### CONSIGNES
• 1. D'après l'extrait fourni, qu'est-ce qu'Eric semble voir à travers la fenêtre lors de l'exécution du premier cavalier ?
• 2. Extrayez des entrées chaque ligne contenant la chaîne "ymin", en tenant compte de la casse.

II. Rappelons le dilemme qui sert de base au récit:

Convaincus de l'imminence de la fin du monde, "quatre étranges cavaliers" (sans leurs chevaux) qui séparément ont eu les mêmes visions apocalyptiques, s'introduisent de force dans un chalet pour implorer ceux qui y passent leurs vacances: un couple gay, papas d'une petite fille (des âmes pures, c'est pour ça qu'ils ont été choisis), de sacrifier un des leurs afin d'empêcher l'Apocalypse et ainsi de sauver l'humanité. Pour les convaincre, chaque fois qu'un fléau n'a pu être évité, du fait que le couple refuse de céder au chantage, un des membres du groupe est exécuté par les autres, selon un ordre préétabli et un rituel bien codifié... bref l'horreur absolue, seul moyen de faire comprendre au couple l'urgence de leur décision, la réalité de l'Apocalypse leur étant régulièrement rappelée par la vision à la télé des catastrophes annoncées.

Sur le papier, c'est complètement délirant, sinon grotesque. A l'écran, ça l'est tout autant. Certains s'en contenteront pour juger de la réussite ou non de Knock... Sauf que l'intérêt du film réside moins dans cette espèce de spirale infernale où se trouvent entraînés les personnages, et le spectateur avec (mécanique habituelle de ce genre de film), que dans le conflit intérieur qu'une telle situation vient à produire chez l'un des deux parents, Eric, le plus à même d'être troublé par tout ce qu'on lui raconte et qu'il voit à la télé, d'abord parce qu'il est croyant (à la différence de son compagnon), ensuite parce que victime d'un choc à la tête au début du film, il n'est pas sûr qu'il ait gardé toute sa lucidité, enfin, conséquence ou non de ce qui précède, parce qu'il est témoin, semble-t-il, lors de l'exécution du premier cavalier d'une révélation: l'apparition, à travers la fenêtre, d'une "silhouette de lumière". Autant d'éléments qui font du personnage d'Eric (davantage que de celui de l'enfant) le point "sensible" du film, comme on dit de quelqu'un qu'il est sensible à la lumière, susceptible, de par cette vulnérabilité aux événements, d'évoluer durant le film, au contraire des autres dont la position reste fixe, et ainsi conférer au récit son mouvement. C'est le deuxième niveau du film qui se superpose au premier que constitue donc la résistance du couple à la torture morale que leur imposent les assaillants (en dépit de leur bienveillance) avec ce dilemme qui, à bien réfléchir, rend le choix impossible.

### LIGNES ENREGISTRÉES
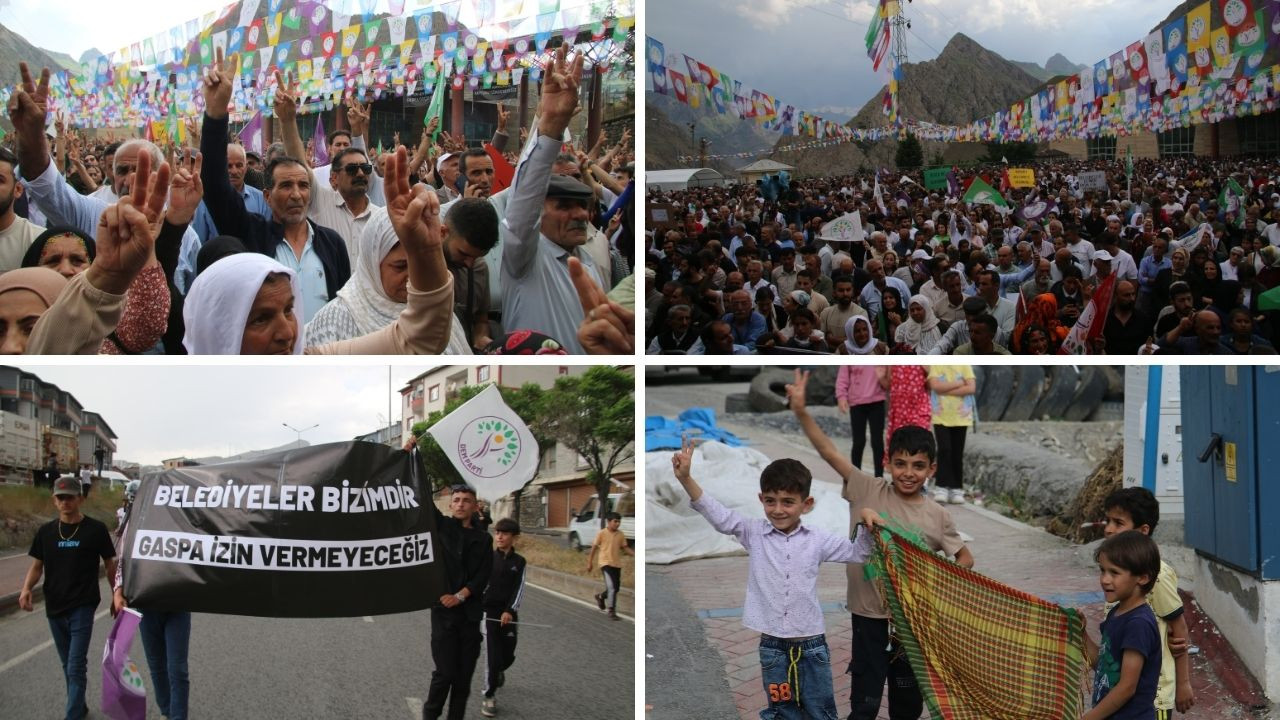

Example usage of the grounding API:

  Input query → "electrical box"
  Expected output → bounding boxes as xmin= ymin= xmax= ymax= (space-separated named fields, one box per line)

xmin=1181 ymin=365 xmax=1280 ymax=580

...

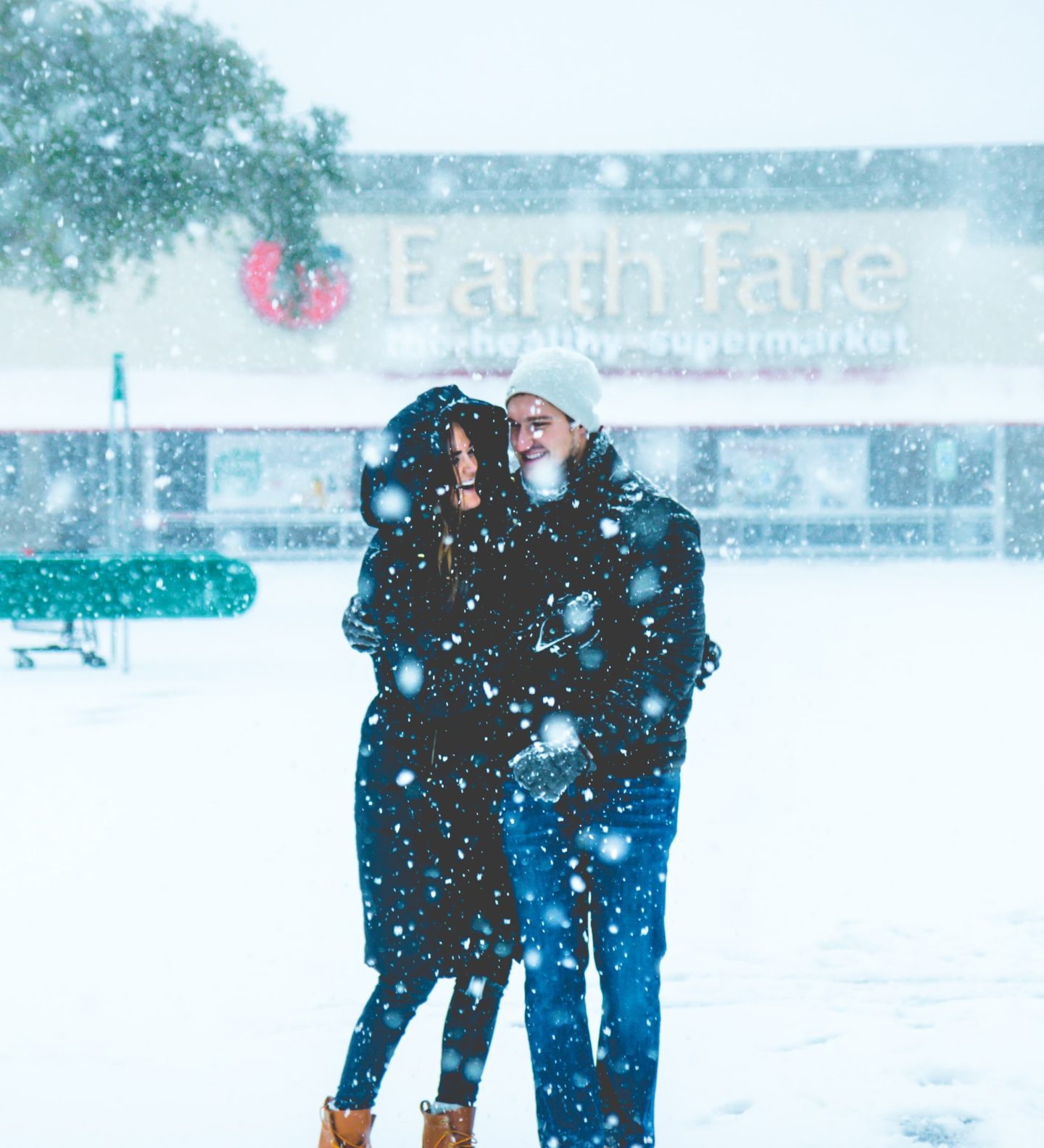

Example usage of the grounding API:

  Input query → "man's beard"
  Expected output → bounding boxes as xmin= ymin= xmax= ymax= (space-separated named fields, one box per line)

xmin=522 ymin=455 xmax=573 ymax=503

### RÉPONSES PAR TÂCHE
• 1. Il semble voir l'apparition d'une « silhouette de lumière ».

• 2.
  Expected output → bounding boxes as xmin= ymin= xmax= ymax= (space-separated named fields, one box per line)
xmin=1181 ymin=365 xmax=1280 ymax=580
  Expected output → bounding boxes as xmin= ymin= xmax= ymax= (space-separated named fields, one box per line)
xmin=522 ymin=455 xmax=573 ymax=503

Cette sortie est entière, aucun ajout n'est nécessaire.